START
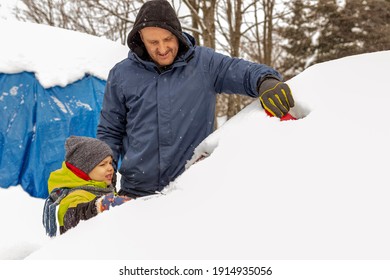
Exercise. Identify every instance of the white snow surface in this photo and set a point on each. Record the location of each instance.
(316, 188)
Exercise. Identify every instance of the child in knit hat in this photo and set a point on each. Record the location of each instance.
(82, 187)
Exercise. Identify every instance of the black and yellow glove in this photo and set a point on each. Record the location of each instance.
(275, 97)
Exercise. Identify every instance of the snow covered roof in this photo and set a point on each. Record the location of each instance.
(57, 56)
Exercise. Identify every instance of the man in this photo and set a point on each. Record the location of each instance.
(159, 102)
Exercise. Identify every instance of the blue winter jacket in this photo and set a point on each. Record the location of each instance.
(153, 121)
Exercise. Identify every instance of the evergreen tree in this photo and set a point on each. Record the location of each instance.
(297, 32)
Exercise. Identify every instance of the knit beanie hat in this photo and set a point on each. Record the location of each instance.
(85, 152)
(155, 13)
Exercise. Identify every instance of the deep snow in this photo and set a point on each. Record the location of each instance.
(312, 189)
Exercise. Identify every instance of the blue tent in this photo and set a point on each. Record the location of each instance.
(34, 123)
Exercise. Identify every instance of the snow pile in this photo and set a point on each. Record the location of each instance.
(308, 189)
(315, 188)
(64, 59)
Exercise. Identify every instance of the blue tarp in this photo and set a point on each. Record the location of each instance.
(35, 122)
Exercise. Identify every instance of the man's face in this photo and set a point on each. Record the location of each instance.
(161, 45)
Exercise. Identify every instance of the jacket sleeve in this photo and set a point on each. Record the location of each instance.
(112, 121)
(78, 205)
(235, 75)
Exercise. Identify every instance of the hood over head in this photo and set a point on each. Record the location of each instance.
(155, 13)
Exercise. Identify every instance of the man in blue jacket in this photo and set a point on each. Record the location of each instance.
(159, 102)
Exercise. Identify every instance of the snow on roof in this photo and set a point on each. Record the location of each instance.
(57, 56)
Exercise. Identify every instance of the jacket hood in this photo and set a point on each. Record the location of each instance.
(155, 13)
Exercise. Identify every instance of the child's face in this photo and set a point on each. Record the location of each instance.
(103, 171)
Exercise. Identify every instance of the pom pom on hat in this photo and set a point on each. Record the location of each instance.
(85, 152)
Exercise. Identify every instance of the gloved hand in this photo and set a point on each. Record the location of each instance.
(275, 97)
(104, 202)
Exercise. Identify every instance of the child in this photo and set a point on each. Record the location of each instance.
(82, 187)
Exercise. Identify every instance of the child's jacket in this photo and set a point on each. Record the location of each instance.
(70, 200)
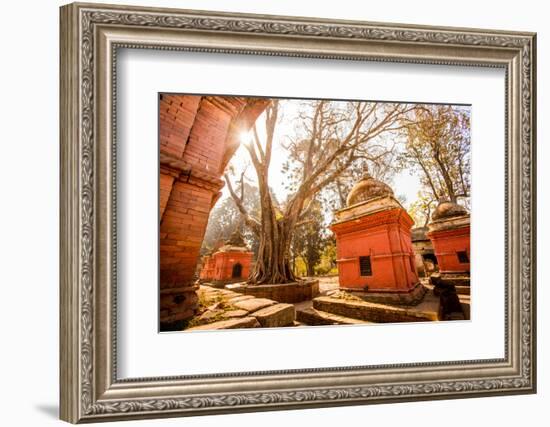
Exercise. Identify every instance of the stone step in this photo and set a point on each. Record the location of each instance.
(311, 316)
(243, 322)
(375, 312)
END
▸ What is required
Print the full listing exactly, dropping the pictures.

▸ Solution to this problem
Exercise. Identify every instance of the white snow surface in this photo and set a point on each. Record the location of each instance.
(316, 188)
Exercise. Identify every instance of the child in knit hat in this photo and set a point on each. Record the location of each instance.
(82, 187)
Exercise. Identify every instance of the black and yellow glove in this photo and set a point on each. Record the location of each instance.
(275, 97)
Exercise. Identify every instance of the snow covered roof in this photo and set a point on each. Record the location of each instance.
(57, 56)
Exercise. Identify every instance of the man in this photo and set a point on each. Record the location of each instance.
(159, 102)
Exercise. Identify every instance of the blue winter jacket in this photo and set a point on each. Record the location of each instance.
(153, 121)
Exercise. Identify every instance of the evergreen tree in this photo and set a point on each. Record the location of each instance.
(297, 32)
Exercise. Identify every instance of the knit beanie hat in this photo and set a point on each. Record the location of each instance.
(85, 152)
(155, 13)
Exercise. Identify every instance of the deep snow in this photo and set a point on each. Record the location of each instance.
(312, 189)
Exercise. Identify every instance of the blue tent in this photo and set a point on each. Record the location of each instance.
(34, 123)
Exercise. Identify every instance of the snow pile in this photo and set a point on each. Record the location of each instance.
(308, 189)
(315, 188)
(64, 59)
Exercise. Identify every instance of the blue tarp in this photo and set a point on each. Record the location of each instance.
(35, 122)
Exercise. Identify every instance of the man's face in this photo and set a point on each. Record the location of each instance.
(161, 45)
Exercise. Identify every instance of the jacket sleeve in this photo and set a point on each. Record the location of each instance.
(112, 121)
(78, 205)
(235, 75)
Exercise. Identify every instance of the hood over head in this photo and set a point on each. Record the location of each instance.
(155, 13)
Exercise. Identify every instance of the man in blue jacket in this photo and set a point on each. Record the location of each instance.
(159, 102)
Exercise. Identify every instance of the snow on roof in this photo and set a point on each. Record the location of each instance.
(57, 56)
Exercise. Identify every instance of the jacket hood in this photo and set a point on each. Record the location of each instance.
(155, 13)
Exercise. Identify every instance of the child's face in this photo and set a point on each. Record the location of each instance.
(103, 171)
Exercise. Identify every instance of the pom pom on hat in this photo and set a point on each. Record the location of each instance.
(85, 152)
Exercise. Identify every instance of the gloved hand in this photo and set a point on each. Record the location of each instance.
(275, 97)
(104, 202)
Exercise. Identify every instance of the child in this photo and set a point on each. Record the location of each instance.
(82, 187)
Exercise. Identify every instance of the child's jacket in this photo and set a point on each. Record the location of each instance.
(70, 200)
Exercise. Identify every instance of the stone step in this photo and set a point on each. Record the location of each instance.
(311, 316)
(243, 322)
(375, 312)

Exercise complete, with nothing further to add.